- PROBLEM TO WORK ON:
Reproduce each of the following entries verbatim, with no changes.

## Begin

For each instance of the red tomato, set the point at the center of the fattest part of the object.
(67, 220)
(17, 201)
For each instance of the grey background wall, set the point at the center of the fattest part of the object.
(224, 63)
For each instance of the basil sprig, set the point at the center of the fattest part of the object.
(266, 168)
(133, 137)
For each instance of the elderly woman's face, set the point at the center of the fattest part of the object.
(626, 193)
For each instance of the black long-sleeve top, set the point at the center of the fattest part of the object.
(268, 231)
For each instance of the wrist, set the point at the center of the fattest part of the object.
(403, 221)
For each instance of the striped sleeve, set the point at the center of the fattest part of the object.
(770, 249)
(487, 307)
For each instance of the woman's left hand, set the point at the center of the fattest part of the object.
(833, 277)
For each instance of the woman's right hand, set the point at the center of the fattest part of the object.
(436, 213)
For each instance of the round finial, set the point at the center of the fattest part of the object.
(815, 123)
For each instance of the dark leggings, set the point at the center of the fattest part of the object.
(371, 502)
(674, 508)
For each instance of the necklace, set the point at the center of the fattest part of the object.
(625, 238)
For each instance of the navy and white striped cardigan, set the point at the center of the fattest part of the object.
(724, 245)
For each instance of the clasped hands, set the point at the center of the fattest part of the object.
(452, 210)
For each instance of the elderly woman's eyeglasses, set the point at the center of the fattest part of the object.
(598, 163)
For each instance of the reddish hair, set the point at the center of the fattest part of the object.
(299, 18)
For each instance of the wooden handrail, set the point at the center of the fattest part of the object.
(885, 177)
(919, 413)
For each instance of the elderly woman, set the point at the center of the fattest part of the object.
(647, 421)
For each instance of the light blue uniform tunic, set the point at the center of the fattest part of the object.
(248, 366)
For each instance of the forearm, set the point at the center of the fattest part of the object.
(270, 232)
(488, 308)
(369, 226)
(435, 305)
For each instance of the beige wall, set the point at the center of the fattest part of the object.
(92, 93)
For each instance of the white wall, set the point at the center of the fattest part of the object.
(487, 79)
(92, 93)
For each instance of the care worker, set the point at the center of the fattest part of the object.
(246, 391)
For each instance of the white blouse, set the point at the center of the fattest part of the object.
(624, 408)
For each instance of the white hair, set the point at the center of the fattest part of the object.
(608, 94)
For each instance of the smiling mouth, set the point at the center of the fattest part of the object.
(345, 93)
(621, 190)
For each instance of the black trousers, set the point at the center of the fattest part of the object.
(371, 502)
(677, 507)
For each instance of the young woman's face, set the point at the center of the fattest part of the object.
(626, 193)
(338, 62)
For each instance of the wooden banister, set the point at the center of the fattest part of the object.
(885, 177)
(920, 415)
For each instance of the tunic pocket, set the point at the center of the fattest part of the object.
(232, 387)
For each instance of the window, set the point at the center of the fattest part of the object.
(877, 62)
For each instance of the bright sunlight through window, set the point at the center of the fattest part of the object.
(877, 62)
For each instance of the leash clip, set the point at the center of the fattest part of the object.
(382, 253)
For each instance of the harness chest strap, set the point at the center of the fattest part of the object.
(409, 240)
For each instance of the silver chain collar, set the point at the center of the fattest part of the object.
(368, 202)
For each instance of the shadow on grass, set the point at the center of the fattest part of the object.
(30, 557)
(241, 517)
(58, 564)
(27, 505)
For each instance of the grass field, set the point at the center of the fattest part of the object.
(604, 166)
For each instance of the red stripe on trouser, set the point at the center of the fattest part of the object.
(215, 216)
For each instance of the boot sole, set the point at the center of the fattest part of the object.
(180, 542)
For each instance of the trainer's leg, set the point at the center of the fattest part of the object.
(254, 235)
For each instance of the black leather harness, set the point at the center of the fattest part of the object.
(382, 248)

## End

- EXERCISE RESULT:
For each instance of the red tomato, set the point at the center of the fattest part of the object.
(67, 220)
(17, 201)
For each instance of the grey background wall, set the point at the center of the fattest part of the object.
(224, 63)
For each instance of the basil sprig, set the point at the center of the fattest part of the object.
(266, 168)
(133, 137)
For each instance of the elderly woman's face, set the point at the center of the fattest part of the object.
(626, 193)
For each instance of the black long-sleeve top, set the point at the center of the fattest part of the object.
(268, 231)
For each instance of the wrist, set the point at the center of the fattest part of the object.
(403, 221)
For each instance of the striped sleeve, set the point at the center of the fattest part of the object.
(770, 249)
(487, 307)
For each instance of the woman's left hand, set the point at the center of the fattest part of the object.
(833, 277)
For each instance of the woman's right hand, set the point at the center of the fattest part of the object.
(436, 213)
For each instance of the round finial, set the point at the center of the fattest part of the object.
(815, 123)
For each instance of the dark leggings, set the point at the center of the fattest part of the object.
(371, 502)
(674, 508)
For each instance of the necklace, set the point at the center of the fattest part of the object.
(625, 238)
For each instance of the navy and white striped cardigan, set the point at the center of the fattest part of the object.
(724, 245)
For each instance of the clasped hands, set the point at the center of the fattest part of the object.
(452, 210)
For each instance of the elderly woman's eyeglasses, set the point at the center of the fattest part of the object.
(598, 163)
For each instance of the reddish hair, set the point at the center of the fattest part of the object.
(299, 18)
For each instance of the wooden handrail, set the point at the center of the fattest part of the object.
(885, 177)
(919, 413)
For each instance of the elderly woman, set the point at the center of the fattest part of the object.
(647, 421)
For each instance of the light blue uniform tunic, set the point at the center of the fattest part of the object.
(248, 366)
For each instance of the forearm, set the point at the center of the fattest part of the object.
(270, 232)
(488, 308)
(369, 226)
(435, 305)
For each instance of the beige wall, set the point at the center of the fattest part of the object.
(92, 93)
For each instance of the white wall, set the point at the center of the fattest part of the object.
(487, 79)
(92, 93)
For each instance of the care worker, set the point at the center of the fattest part of the object.
(246, 391)
For each instance of the white blouse, set the point at the center of the fattest part of the object.
(624, 408)
For each instance of the white hair, set the point at the center of the fattest part of the object.
(608, 94)
For each instance of the smiling mouth, set the point at the center of the fattest part of the object.
(345, 93)
(621, 190)
For each instance of the black trousers, set the point at the center of the fattest part of the object.
(371, 502)
(677, 507)
For each instance of the young woman's face, set the point at the center of the fattest part of the object.
(626, 193)
(338, 62)
For each instance of the wooden banister, set the point at the center of the fattest part of the object.
(885, 177)
(920, 415)
For each instance of the tunic pocket, set the point at the center of the fattest part of the object.
(232, 387)
For each instance of the window, set the point at the center of the fattest part of the object.
(877, 62)
For each instance of the bright sunlight through window, set the point at the center of the fattest part of the object.
(877, 62)
For each instance of the leash clip, set the point at the center of the fattest part of the object.
(382, 253)
For each instance of the harness chest strap, set the point at the center of the fattest part of the object.
(409, 240)
For each instance of the silver chain collar, set the point at the center of the fattest part of the object.
(368, 202)
For each instance of the shadow on grass, set the point at the center of the fattest part of the object.
(30, 557)
(241, 517)
(58, 564)
(27, 505)
For each instance of the grass field, set the point at the center of the fattest part of the object.
(604, 166)
For each instance of the red stripe on trouser, set the point at the center of the fattest part of the object.
(215, 216)
For each instance of the boot sole, set the point at the center of the fattest part of the object.
(180, 542)
For each instance of the trainer's leg, set the point at the center of the fattest part of the object.
(254, 235)
For each instance of the black leather harness, set the point at the center of the fattest part of the object.
(382, 248)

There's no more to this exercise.